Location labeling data
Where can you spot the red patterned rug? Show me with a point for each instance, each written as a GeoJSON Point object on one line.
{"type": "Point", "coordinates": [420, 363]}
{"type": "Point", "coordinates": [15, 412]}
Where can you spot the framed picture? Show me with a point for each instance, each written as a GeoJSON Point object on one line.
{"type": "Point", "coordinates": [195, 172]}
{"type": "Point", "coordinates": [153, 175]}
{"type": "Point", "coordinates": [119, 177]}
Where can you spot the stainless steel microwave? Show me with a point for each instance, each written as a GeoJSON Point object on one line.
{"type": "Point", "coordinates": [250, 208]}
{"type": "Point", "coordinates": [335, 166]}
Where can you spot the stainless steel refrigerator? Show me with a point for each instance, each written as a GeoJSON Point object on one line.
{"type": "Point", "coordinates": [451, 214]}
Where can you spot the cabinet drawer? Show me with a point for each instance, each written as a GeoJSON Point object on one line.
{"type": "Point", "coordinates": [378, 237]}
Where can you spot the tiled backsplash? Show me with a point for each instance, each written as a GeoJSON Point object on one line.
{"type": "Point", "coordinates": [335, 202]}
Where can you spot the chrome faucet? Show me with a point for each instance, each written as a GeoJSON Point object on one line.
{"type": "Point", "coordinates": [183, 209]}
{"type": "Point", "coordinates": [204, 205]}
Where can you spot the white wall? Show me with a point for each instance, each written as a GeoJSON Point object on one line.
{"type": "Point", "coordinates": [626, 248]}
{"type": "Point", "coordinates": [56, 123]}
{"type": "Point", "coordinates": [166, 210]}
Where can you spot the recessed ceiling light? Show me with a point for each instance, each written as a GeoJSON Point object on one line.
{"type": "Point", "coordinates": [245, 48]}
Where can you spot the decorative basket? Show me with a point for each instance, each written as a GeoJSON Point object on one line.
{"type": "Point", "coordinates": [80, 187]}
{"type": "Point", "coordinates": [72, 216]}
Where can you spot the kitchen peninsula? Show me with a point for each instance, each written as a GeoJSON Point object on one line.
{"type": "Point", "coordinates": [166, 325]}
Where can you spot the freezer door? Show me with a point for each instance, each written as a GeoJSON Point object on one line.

Aim: Copy out the lines of the data above, from the line containing "Where can you spot the kitchen" through the end, unchanged.

Completed task:
Where can you spot the kitchen peninsula? Show me with a point for each instance, each written as a GeoJSON Point object on one line.
{"type": "Point", "coordinates": [166, 325]}
Where can you spot the freezer door? Show me with a point for each instance, each written as a GeoJSON Point object on one line.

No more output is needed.